What is being asked> Copy every record exactly, leaving the pictures out.

Material for this exercise>
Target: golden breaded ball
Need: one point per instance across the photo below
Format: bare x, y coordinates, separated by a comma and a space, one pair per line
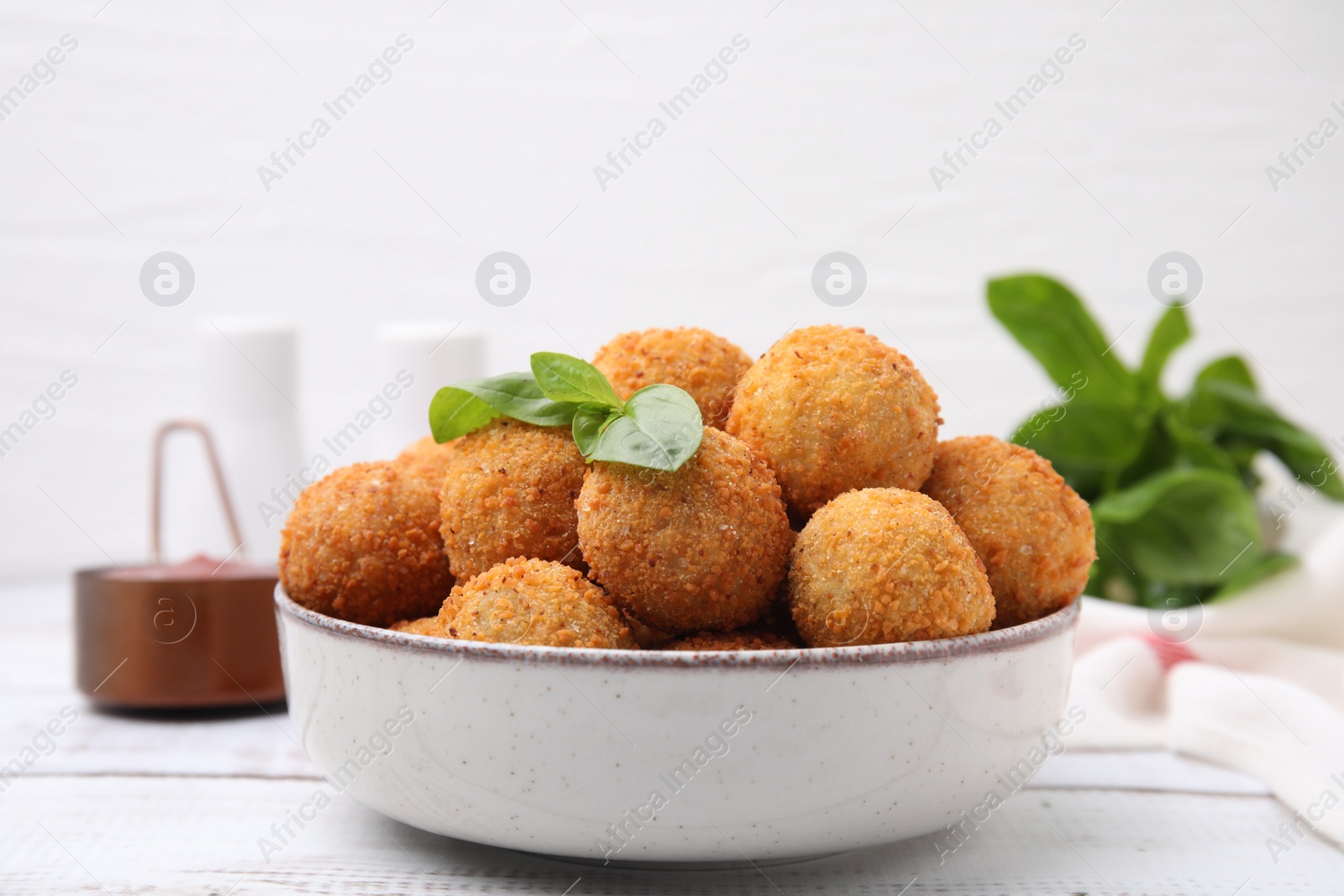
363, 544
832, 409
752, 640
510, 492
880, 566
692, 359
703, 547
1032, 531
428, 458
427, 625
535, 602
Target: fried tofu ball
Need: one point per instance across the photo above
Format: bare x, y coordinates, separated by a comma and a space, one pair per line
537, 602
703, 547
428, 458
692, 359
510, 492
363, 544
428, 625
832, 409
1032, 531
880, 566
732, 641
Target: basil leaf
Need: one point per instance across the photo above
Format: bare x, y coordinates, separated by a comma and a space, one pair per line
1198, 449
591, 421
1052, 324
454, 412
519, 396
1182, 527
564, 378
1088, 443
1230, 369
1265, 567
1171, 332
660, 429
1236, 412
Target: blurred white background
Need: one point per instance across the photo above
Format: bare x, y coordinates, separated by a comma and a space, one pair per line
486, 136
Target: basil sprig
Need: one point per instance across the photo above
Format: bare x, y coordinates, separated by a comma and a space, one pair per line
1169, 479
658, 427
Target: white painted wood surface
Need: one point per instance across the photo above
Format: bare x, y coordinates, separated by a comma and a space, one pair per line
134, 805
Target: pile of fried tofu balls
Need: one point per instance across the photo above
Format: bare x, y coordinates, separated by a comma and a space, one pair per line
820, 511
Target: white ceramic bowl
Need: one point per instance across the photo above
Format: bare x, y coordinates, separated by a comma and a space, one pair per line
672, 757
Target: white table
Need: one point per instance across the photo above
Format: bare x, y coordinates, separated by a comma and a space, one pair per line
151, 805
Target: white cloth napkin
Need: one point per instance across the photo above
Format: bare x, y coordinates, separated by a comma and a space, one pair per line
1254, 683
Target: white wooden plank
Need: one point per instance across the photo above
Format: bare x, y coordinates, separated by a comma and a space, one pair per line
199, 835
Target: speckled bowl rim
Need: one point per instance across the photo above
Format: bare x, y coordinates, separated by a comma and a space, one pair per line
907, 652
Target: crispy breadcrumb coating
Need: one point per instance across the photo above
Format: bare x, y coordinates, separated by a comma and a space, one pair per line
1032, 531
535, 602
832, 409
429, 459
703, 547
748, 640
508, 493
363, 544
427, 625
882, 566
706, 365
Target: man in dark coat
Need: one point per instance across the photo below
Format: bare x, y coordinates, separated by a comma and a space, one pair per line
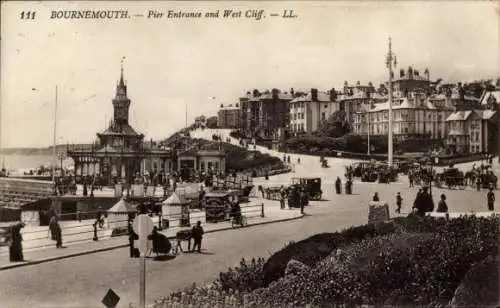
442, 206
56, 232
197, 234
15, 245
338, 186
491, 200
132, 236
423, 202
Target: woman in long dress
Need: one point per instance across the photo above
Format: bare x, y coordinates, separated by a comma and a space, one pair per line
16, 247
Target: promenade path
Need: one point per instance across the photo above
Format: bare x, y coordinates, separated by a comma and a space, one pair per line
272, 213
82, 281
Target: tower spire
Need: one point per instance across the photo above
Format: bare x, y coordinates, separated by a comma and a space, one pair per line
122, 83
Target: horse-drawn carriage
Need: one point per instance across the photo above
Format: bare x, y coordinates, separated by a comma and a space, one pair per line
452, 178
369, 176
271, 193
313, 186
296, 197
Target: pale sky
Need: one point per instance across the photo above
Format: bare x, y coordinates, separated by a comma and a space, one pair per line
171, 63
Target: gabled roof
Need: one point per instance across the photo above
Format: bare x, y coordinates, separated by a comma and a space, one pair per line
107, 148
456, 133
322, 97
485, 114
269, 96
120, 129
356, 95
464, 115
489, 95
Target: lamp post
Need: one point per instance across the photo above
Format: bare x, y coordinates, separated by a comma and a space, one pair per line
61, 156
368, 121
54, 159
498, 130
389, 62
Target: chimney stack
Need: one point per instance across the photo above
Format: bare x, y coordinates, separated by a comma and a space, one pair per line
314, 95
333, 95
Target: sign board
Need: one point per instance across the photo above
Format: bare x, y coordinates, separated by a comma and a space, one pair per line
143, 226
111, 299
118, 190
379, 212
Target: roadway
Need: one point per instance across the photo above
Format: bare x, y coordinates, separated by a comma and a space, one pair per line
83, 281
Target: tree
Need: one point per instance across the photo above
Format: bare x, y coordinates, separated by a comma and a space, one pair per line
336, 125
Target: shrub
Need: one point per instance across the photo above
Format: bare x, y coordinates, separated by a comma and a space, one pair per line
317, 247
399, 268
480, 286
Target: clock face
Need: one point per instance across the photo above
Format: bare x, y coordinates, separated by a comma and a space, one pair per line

Exercise result>
Target: golden breaded ball
Need: one point per instance across the photo below
Format: bare x, y coordinates, separated by a comma and a space, one pair per line
363, 544
832, 409
752, 640
510, 492
880, 566
692, 359
703, 547
1032, 531
428, 458
427, 625
535, 602
Target: fried tofu ball
Need: one point per instance across the photo above
Format: bare x, y coordinates, separated by a comma and a space, one pair per line
537, 602
703, 547
428, 458
692, 359
510, 492
363, 544
428, 625
832, 409
1032, 531
880, 566
732, 641
Target: basil leaf
Need: one point per instance across the photo above
Format: bare x, y coordinates, separated by a comma and a space, one pair per line
1198, 449
591, 421
1052, 324
454, 412
519, 396
1182, 527
564, 378
1088, 443
1230, 369
1265, 567
1171, 332
660, 429
1236, 412
Target: blurred white background
Need: one point per instance across the photo above
Format: bare x, y coordinates, separated by a comma and a space, one pair per line
486, 136
Target: basil sprig
Need: one point per instance across the photo above
Format: bare x, y coordinates, separated by a comma and a space, one pair per line
1169, 479
658, 427
Target: white painted wood surface
Need: one point per instance across the photo above
Format: bare x, y coordinates, separated by a comma and a space, one pair per line
134, 805
Target: pile of fried tofu balls
Need: one point per instance across the photo above
Format: bare x, y coordinates, separated by a comma and a space, one pair per line
820, 511
Target: white ceramic bowl
Need: one point per instance across the photo above
Format: bare x, y coordinates, separated by a comma and a space, one pair per line
672, 757
Target: white table
Need: one point per instance across the photo above
Format: bare x, y coordinates, separated by a comma and a space, one pair per line
151, 805
Target: white cloth napkin
Need: one point per instance across the photo above
Format: bare x, y coordinates, separated by a comma and a space, one pair per line
1254, 683
Target: white wooden plank
Need: one point per instance across the photo above
Format: bare x, y coordinates, separated by a comma and a space, one pair per line
199, 835
Target: speckled bowl rim
Need: one point per instance across the photo above
Format: bare x, y coordinates, separated by a comma and a space, one pair per line
907, 652
Target: crispy breadcrumb coating
Need: one point per instance across the photo above
Format: bare x, y coordinates, separated by a comma and a space, one pair per line
1032, 531
535, 602
832, 409
429, 459
703, 547
748, 640
508, 493
363, 544
427, 625
882, 566
706, 365
Target: man in dark coat
Need: one point per instance across the photo below
Format: bare x, y coordinates, separated by a comma and a space, one pair per line
442, 206
56, 232
197, 234
15, 245
338, 186
491, 200
132, 236
423, 202
Target: woman in long dress
Need: one point per instance across the photo above
Format: bare x, y coordinates, separated by a comma and a space, one pair per line
16, 247
Target: promenade path
Need: one point per instance across the photo above
Format: bare x, y coordinates, separated by a comma and a space, one pair per line
272, 213
82, 281
Target: tower spire
Need: one point per instance across the photo above
Format: bare x, y coordinates, separated by a comma and a space, one pair per line
122, 83
Target: horse-drawn carriage
Need: one point per instance across the photo above
Format: bare x, y coordinates, separated by a comma and a space, one pair per line
452, 178
369, 176
271, 193
313, 186
296, 197
Target: pale sky
Need: one point per instance across the photo above
Format: bare x, y coordinates, separated by a comma and a space, one pair per line
171, 63
Target: gabled roof
Need: one point per instance across the photo above
Format: bare x, y coordinates, separated by a comma and a space, one pair per line
107, 148
456, 133
322, 97
485, 114
269, 96
120, 129
356, 95
464, 115
489, 95
Target: lamp post
Need: one point per instance across the photo above
Format: bare x, y coordinates, separated by a comma and a space, one pair per line
61, 156
368, 121
54, 159
498, 130
389, 62
Target: chimney stack
Need: one point per instance across the photo above
Format: bare x, y coordinates, separated by a comma and a space, one pair per line
314, 95
333, 95
Target: sign board
Need: one point per instance across the photo above
Format: bare x, y coordinates, separated by a comma and a space, one pair per line
143, 226
111, 299
118, 190
379, 212
Target: roadway
Need: one point per instance across the photo above
Format: bare x, y coordinates, separated by a comma and a space, one pair per line
83, 281
Target: tree
Need: one point per instance across the photo above
Format: bare x, y coordinates, separated by a comma and a space, one pair per line
336, 125
Target: shrub
Need: one point per instance across the photo above
Format: bare x, y coordinates, separated by a comma and a space, one pair per line
317, 247
399, 268
480, 286
Target: clock face
Need: one point per instance across the photo above
Format: bare x, y coordinates, separated by a comma and a space, one pair per line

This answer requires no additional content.